Task description → Report each line of the data that includes the word "clicks".

Input data →
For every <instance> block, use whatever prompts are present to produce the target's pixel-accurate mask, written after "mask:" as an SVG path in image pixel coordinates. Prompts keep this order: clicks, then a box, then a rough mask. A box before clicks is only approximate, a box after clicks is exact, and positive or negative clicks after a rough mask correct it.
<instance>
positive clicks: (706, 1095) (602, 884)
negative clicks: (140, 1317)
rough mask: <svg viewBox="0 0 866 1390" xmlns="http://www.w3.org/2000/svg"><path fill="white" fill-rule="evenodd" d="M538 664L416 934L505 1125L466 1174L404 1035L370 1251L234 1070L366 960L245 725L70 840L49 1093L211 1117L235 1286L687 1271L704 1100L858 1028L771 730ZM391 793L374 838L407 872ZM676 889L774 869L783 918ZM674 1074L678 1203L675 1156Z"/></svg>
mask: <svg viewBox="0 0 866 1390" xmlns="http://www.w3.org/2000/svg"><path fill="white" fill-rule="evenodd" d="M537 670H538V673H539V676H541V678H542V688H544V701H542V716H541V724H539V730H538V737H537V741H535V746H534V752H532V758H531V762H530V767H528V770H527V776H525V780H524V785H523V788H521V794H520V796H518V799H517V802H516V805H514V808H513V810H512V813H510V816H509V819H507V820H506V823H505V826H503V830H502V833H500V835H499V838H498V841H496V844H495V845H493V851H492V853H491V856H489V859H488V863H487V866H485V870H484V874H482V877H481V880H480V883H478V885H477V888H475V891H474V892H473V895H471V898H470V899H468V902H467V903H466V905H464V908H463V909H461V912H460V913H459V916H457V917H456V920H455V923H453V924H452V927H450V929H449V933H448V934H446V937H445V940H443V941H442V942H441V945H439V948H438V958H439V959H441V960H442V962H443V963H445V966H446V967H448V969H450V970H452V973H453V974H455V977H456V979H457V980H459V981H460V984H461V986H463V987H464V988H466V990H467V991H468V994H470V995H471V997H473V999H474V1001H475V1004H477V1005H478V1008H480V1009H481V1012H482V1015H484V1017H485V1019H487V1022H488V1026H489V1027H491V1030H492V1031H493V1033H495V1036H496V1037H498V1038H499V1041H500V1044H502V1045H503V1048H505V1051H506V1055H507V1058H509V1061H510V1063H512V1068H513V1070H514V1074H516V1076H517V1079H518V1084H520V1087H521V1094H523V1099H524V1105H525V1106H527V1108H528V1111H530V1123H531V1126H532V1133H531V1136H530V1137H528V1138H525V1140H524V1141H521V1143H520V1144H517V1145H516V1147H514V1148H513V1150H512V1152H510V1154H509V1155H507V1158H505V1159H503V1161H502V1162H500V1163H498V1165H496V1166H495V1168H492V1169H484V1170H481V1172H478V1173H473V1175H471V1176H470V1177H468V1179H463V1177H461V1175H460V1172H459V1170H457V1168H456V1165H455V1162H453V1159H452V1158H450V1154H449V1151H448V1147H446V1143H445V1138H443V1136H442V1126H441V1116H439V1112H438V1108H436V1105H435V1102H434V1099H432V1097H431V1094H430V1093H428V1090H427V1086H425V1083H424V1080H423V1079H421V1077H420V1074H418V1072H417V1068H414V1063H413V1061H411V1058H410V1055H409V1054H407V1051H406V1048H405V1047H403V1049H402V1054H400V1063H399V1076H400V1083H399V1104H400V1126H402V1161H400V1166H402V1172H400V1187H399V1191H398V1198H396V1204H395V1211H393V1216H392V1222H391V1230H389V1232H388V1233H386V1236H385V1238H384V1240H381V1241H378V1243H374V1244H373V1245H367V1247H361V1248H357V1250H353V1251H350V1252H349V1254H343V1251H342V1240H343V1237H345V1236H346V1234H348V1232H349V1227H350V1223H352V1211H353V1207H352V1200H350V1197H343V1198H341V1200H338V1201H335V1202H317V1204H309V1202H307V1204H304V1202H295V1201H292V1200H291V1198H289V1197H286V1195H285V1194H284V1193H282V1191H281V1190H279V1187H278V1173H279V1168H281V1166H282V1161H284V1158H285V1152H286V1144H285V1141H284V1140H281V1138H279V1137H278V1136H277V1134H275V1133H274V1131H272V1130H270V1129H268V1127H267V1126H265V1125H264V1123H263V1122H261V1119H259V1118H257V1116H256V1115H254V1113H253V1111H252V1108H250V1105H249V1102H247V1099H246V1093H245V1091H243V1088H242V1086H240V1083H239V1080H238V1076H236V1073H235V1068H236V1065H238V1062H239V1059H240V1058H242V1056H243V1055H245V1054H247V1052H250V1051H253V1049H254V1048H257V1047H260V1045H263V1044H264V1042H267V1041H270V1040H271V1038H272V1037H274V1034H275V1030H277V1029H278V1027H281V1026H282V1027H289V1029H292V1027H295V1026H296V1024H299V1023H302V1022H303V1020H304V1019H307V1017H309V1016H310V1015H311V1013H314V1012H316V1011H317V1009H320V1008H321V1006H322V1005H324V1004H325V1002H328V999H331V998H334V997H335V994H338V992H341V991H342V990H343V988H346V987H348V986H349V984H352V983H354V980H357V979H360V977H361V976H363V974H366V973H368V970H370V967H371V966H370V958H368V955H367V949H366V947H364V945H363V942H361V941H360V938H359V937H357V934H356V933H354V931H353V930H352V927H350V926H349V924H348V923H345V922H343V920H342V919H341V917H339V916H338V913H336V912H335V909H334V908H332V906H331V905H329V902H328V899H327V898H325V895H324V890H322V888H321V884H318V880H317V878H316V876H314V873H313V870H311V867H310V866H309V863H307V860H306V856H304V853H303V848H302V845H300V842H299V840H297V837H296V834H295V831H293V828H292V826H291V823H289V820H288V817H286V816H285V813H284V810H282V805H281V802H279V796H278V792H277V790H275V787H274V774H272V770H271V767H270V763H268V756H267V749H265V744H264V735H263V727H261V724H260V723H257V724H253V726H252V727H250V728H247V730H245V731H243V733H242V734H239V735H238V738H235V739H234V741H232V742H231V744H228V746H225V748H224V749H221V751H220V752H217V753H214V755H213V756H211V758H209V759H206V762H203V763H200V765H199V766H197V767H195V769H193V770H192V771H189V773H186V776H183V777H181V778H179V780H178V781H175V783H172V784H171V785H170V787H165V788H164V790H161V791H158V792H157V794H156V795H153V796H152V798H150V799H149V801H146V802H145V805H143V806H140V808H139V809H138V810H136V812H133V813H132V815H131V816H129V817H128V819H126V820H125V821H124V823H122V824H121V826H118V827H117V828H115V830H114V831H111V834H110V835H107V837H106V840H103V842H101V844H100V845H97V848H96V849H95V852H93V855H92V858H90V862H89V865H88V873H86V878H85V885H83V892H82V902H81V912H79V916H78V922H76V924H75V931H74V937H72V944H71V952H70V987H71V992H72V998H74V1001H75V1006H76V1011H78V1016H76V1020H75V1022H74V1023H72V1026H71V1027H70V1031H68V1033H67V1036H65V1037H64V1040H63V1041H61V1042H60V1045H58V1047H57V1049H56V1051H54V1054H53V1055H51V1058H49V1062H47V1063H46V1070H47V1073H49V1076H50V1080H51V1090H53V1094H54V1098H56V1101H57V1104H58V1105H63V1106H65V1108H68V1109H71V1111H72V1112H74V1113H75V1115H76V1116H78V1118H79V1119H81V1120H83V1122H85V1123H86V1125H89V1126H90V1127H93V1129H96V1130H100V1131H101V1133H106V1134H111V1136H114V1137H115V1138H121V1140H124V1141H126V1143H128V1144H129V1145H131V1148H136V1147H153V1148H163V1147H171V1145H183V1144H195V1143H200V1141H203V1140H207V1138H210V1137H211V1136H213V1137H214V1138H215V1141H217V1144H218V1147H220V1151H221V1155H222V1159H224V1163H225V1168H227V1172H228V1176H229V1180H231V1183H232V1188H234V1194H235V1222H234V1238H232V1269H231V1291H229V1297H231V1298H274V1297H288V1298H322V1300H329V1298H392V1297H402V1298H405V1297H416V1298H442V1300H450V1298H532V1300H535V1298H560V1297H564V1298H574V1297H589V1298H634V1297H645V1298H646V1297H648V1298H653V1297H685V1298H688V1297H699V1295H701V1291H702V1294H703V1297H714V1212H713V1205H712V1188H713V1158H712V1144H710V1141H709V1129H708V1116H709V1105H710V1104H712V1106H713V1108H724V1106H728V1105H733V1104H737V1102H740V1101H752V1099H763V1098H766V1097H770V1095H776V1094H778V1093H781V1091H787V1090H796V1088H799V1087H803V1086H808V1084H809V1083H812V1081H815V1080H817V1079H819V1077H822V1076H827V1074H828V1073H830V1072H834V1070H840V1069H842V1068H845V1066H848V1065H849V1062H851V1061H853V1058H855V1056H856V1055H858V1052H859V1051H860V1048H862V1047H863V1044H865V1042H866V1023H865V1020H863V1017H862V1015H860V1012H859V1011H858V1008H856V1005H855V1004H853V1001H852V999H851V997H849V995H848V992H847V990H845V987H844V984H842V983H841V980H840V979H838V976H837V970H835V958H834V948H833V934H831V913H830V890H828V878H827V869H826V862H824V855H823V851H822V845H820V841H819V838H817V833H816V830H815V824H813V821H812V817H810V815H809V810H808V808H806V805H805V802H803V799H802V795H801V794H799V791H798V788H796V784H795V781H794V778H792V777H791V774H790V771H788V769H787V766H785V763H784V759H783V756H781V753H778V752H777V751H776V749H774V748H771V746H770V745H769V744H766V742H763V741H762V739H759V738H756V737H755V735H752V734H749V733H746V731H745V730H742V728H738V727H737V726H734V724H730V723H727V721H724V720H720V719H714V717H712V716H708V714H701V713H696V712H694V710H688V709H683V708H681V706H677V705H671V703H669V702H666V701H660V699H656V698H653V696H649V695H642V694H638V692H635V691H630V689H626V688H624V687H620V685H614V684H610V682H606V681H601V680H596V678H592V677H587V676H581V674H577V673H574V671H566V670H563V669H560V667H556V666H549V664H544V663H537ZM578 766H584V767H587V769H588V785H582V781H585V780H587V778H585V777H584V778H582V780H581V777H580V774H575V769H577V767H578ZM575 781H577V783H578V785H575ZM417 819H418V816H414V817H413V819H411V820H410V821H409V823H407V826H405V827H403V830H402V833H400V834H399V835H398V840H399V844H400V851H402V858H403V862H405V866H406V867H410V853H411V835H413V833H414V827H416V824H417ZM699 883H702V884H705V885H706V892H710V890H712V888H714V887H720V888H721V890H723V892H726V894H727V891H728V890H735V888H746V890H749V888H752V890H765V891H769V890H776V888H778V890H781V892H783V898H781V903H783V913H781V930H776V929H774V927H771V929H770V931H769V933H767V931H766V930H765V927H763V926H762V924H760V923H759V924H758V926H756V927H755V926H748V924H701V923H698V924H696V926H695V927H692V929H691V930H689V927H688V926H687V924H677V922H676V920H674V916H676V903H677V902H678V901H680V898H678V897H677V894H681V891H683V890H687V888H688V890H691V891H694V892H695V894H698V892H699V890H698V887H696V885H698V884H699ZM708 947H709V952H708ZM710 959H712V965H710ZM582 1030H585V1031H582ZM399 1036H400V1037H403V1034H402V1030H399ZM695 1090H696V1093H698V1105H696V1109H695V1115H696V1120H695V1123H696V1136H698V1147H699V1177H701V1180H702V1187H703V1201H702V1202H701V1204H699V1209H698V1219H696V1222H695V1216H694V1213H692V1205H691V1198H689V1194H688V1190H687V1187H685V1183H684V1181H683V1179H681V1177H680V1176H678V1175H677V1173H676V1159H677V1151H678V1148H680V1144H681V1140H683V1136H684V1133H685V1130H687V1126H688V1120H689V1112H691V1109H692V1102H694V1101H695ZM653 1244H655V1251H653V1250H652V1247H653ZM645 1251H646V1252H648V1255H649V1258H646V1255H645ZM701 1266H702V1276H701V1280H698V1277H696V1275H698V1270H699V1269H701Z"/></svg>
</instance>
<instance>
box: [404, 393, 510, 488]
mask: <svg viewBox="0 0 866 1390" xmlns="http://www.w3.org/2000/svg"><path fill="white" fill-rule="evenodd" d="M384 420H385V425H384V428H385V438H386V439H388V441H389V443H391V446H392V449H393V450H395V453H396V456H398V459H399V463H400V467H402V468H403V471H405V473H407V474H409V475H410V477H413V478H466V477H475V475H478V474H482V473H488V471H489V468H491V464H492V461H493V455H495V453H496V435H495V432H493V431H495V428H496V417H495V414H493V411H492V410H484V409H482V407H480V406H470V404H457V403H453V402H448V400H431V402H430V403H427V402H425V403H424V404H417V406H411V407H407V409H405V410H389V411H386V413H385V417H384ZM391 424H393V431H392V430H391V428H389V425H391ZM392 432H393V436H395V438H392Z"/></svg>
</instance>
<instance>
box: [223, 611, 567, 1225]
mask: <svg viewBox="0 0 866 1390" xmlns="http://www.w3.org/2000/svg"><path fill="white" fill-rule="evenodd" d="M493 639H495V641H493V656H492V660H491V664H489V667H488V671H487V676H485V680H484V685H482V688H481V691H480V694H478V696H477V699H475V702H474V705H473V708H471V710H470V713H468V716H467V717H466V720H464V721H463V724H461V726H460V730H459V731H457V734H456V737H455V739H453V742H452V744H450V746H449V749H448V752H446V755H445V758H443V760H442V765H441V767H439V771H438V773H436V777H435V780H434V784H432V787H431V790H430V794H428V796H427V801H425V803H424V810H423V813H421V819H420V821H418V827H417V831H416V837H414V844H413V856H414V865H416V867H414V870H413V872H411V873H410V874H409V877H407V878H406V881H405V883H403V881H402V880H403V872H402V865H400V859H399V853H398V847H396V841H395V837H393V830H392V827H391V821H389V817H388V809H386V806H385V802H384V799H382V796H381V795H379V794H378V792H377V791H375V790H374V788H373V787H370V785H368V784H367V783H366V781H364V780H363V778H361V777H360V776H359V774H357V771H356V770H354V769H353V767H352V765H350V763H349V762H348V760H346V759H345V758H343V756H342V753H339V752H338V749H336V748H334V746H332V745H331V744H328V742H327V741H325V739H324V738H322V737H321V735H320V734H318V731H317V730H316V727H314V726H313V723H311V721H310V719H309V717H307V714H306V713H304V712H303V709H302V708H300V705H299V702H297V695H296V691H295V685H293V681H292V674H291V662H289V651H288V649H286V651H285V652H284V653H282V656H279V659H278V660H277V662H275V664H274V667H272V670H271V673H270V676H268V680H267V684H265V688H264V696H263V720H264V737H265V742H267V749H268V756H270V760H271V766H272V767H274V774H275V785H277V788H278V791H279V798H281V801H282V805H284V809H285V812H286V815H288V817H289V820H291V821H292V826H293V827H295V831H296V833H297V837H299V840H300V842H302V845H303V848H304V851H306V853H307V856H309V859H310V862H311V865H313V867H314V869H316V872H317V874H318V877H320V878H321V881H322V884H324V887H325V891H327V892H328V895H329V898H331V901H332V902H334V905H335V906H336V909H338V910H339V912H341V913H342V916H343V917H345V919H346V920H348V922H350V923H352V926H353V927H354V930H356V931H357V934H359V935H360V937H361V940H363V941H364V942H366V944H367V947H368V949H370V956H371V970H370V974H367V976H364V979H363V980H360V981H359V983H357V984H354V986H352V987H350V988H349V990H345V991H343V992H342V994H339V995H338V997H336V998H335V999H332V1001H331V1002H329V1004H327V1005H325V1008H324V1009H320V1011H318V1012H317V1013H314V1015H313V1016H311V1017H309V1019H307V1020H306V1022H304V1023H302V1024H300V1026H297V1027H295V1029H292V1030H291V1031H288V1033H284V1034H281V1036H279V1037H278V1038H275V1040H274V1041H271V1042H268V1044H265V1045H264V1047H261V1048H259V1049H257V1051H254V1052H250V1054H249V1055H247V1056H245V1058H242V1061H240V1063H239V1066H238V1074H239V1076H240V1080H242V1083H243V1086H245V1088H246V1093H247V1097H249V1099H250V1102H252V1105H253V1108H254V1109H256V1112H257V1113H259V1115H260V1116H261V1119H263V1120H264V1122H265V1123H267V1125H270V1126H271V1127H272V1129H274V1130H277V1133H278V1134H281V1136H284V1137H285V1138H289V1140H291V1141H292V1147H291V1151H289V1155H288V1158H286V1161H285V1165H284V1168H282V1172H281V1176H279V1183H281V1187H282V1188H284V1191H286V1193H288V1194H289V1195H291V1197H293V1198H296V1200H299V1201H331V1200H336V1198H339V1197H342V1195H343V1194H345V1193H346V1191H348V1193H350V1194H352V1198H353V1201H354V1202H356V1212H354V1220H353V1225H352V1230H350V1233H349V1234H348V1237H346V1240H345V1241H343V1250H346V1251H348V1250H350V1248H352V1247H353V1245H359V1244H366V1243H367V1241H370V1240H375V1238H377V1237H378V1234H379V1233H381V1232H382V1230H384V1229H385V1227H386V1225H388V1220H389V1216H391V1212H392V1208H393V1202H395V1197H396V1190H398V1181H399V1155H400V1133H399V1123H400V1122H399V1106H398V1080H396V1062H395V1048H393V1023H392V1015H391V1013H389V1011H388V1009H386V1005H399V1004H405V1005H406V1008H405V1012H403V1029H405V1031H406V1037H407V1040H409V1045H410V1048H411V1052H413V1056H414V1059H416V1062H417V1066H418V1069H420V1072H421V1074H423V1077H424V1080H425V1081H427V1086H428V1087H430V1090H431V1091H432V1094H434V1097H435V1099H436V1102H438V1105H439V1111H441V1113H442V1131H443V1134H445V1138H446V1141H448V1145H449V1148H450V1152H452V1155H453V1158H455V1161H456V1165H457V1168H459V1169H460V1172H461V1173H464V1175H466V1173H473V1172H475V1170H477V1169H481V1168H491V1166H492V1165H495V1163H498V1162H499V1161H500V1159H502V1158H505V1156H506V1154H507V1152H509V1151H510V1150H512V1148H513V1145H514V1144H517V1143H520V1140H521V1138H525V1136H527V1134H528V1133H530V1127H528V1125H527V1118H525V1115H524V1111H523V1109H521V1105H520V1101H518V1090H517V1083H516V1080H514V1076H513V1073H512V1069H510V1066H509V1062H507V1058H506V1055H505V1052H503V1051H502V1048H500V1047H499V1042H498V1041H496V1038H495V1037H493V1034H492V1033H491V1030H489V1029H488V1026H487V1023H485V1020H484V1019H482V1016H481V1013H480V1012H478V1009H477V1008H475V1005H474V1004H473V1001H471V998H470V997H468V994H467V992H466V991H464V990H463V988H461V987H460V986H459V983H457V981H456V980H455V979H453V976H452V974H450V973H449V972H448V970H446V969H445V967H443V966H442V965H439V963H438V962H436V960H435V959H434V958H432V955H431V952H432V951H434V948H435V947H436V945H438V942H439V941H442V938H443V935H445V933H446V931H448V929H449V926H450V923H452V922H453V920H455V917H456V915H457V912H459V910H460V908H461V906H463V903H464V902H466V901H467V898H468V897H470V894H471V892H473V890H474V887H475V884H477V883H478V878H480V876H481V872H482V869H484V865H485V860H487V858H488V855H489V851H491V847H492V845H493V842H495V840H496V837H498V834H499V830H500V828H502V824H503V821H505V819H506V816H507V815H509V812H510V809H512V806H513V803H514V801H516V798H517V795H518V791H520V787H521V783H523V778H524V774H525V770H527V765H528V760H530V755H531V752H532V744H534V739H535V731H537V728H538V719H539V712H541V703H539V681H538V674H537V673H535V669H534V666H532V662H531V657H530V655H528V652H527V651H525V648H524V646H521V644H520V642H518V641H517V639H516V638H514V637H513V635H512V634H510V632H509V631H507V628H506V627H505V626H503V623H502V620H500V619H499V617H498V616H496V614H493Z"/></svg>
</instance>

Response →
For every <instance> block, use whatever prompts are present to produce the target's pixel-accurate mask, written after "mask:" as an SVG path in image pixel coordinates. Prompts keep this order: clicks, then a box, then a rough mask. A box before clicks is only approximate, a box after clicks is exact, and positive or negative clicks after a rough mask correct it.
positive clicks: (706, 1095) (602, 884)
negative clicks: (140, 1317)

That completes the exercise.